[Data extract — start]
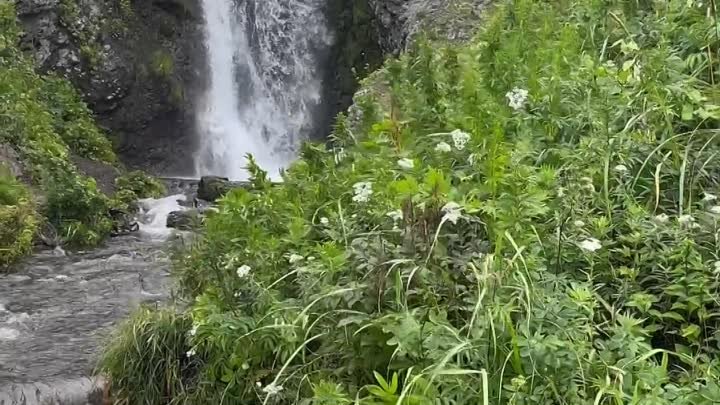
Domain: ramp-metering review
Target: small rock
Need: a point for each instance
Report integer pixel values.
(186, 220)
(9, 334)
(211, 188)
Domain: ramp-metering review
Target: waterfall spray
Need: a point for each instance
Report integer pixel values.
(264, 83)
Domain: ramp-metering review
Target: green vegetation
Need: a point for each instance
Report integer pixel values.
(45, 121)
(529, 219)
(140, 184)
(162, 64)
(152, 345)
(18, 219)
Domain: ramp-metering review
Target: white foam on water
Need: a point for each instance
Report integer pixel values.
(154, 213)
(263, 83)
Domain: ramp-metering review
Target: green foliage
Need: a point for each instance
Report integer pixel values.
(140, 184)
(18, 219)
(44, 119)
(77, 209)
(150, 351)
(531, 218)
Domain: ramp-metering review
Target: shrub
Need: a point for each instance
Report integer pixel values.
(77, 209)
(18, 219)
(531, 218)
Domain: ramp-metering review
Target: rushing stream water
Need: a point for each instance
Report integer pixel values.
(264, 92)
(57, 308)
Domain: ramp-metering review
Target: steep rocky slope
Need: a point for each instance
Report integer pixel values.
(136, 63)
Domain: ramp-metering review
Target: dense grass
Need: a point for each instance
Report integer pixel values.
(528, 219)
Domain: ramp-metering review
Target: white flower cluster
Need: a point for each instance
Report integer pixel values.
(406, 163)
(517, 98)
(273, 389)
(452, 211)
(443, 147)
(590, 245)
(395, 215)
(363, 191)
(460, 139)
(243, 271)
(294, 258)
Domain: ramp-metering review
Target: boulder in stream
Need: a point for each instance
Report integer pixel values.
(186, 220)
(211, 188)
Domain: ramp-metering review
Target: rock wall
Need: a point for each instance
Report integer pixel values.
(399, 21)
(138, 64)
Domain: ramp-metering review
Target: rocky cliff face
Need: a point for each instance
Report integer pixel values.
(137, 64)
(399, 21)
(140, 63)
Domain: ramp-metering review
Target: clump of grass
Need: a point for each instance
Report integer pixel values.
(149, 351)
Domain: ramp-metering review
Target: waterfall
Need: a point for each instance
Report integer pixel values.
(264, 87)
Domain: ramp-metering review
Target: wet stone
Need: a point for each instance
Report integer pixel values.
(56, 311)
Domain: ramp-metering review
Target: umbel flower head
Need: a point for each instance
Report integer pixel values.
(460, 139)
(517, 98)
(363, 191)
(243, 271)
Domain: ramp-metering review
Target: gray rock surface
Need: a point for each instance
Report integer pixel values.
(138, 69)
(56, 310)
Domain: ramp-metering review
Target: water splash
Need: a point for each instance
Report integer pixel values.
(154, 213)
(264, 90)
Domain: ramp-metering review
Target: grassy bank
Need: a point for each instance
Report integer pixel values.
(531, 218)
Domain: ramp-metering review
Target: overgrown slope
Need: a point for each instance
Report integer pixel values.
(528, 219)
(44, 121)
[Data extract — finish]
__Task instructions__:
For every entry above, please output the text exactly and leave any picture behind.

__Solution for this problem__:
Domain: ramp-metering review
Target: small rock
Need: a point for each instance
Report integer pixel values.
(186, 220)
(9, 334)
(211, 188)
Domain: ramp-metering review
Target: waterfall spray
Need: a point for each instance
Report integer pixel values.
(264, 83)
Domain: ramp-metering review
Target: green vegetation
Need: a point for each instance
Report integer pixel values.
(45, 121)
(529, 219)
(140, 184)
(162, 64)
(152, 345)
(18, 219)
Domain: ramp-metering review
Target: white foam on water
Need: a point for each instance
Report integer pixel values.
(154, 213)
(263, 83)
Domain: ramp-metering review
Target: green foliage
Need: a point for each instance
Report integer pixel values.
(140, 184)
(18, 219)
(44, 119)
(77, 209)
(150, 351)
(531, 218)
Domain: ramp-metering review
Target: shrub
Need: a point for each instance
Report integer pixel values.
(77, 209)
(18, 219)
(531, 218)
Domain: ramp-metering review
Target: rushing stream water
Need: a point for each instance
Report integer pixel values.
(264, 92)
(57, 308)
Domain: ramp-metering review
Target: steep rocky slope
Need: a point for each instance
Report integer pixel values.
(136, 63)
Domain: ramp-metering review
Target: dense grass
Need: a point for each instance
Report integer pixel values.
(528, 219)
Domain: ramp-metering review
Target: white flower cluster
Need: a point for each instance
Report integer pixel values.
(406, 163)
(517, 98)
(273, 389)
(452, 211)
(443, 147)
(590, 245)
(395, 215)
(363, 191)
(460, 139)
(243, 271)
(294, 258)
Domain: ramp-metering review
Target: boulder in stream
Need: a point for each instance
Report integer pixel values.
(186, 220)
(211, 188)
Domain: ramp-metering review
Target: rock wall
Need: a point for each instance
Report integer pixel values.
(399, 21)
(138, 64)
Domain: ramp-metering review
Target: rocky cliff face
Need: a point for each instance
Report integer pixel values.
(137, 64)
(399, 21)
(140, 63)
Domain: ramp-metering review
Target: clump of grass
Need: a point for each instance
Report integer pixel values.
(149, 351)
Domain: ramp-metering review
Target: waterfall
Need: a point for each instance
Report integer pixel values.
(264, 87)
Domain: ramp-metering review
Target: wet stone
Need: a point for each instance
Report integer pixel values.
(56, 311)
Domain: ramp-metering review
Target: umbel flower head
Need: a point for each instance
Report integer pixel values.
(460, 139)
(517, 98)
(363, 191)
(243, 271)
Domain: ramp-metering review
Target: gray rock surface
Need: a point for each instance
Report integer pixel values.
(138, 69)
(56, 310)
Domain: ramp-metering review
Target: water splash
Need: a point for each instance
Report integer pixel values.
(154, 213)
(264, 90)
Domain: ramp-metering review
Target: grassy bank
Need: a point for each instance
Report integer pixel values.
(531, 218)
Domain: ramp-metering review
Target: overgrown slope
Need: a point for each instance
Report integer pixel values.
(528, 219)
(44, 121)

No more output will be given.